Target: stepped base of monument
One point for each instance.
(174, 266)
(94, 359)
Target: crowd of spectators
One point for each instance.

════════════════

> [OBJECTIVE] Rewrite the listing above, changing every "instance" to "occurrence" and leaving all other text unchanged.

> [SOLUTION]
Target: stepped base of monument
One point for each occurrence.
(174, 266)
(94, 359)
Target: crowd of spectators
One point for each occurrence.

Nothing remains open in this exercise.